_Tasks to complete_
**a)** In the text below on including deaf learners, which article of the Salamanca Framework for Action is quoted?
**b)** Please list every country named in the text below on deaf learners in Zambia.
**c)** Repeat word for word the passage of the text below on deaf learners, starting at "In Southern countries, however, the" and ending at "in sign language.".

_Text to read_
========
The inclusion of deaf learners: observations from EENET's action research study in Zambia

Susie Miles and Doreen Woodford
October 2003

It is argued by most organisations of deaf people that deaf children have the right to access education in their first language - the sign language of their home community. Increasingly sign language is being recognised as the first language of deaf people, and has been formally recognised in the constitutions of Sweden, South Africa and Uganda. The World Federation of the Deaf argues that inclusion in school and society on an equal basis is only possible when deaf children have access to sign language. Article 21 of the Salamanca Framework for Action states that "owing to the particular communication needs of deaf and deaf/blind persons, their education may be more suitably provided in special schools or special classes and units in mainstream schools".

In Southern countries, however, the majority of deaf children do not have access to education in schools for deaf children, or in the medium of sign language. Since the majority of deaf children have the option of being educated in their local schools, or not being educated at all, perhaps efforts should be made to ensure that deaf children at least have access to deaf adults in order to become proficient in sign language.
========
_Supplied information_
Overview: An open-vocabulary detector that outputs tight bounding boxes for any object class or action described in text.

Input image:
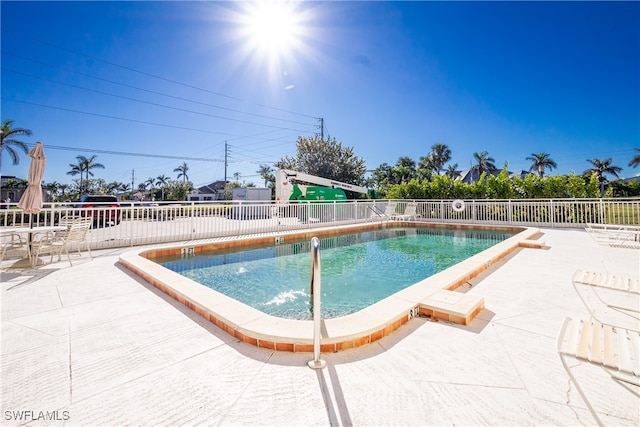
========
_Response list_
**a)** Article 21

**b)** Zambia, Sweden, South Africa, Uganda

**c)**
In Southern countries, however, the majority of deaf children do not have access to education in schools for deaf children, or in the medium of sign language. Since the majority of deaf children have the option of being educated in their local schools, or not being educated at all, perhaps efforts should be made to ensure that deaf children at least have access to deaf adults in order to become proficient in sign language.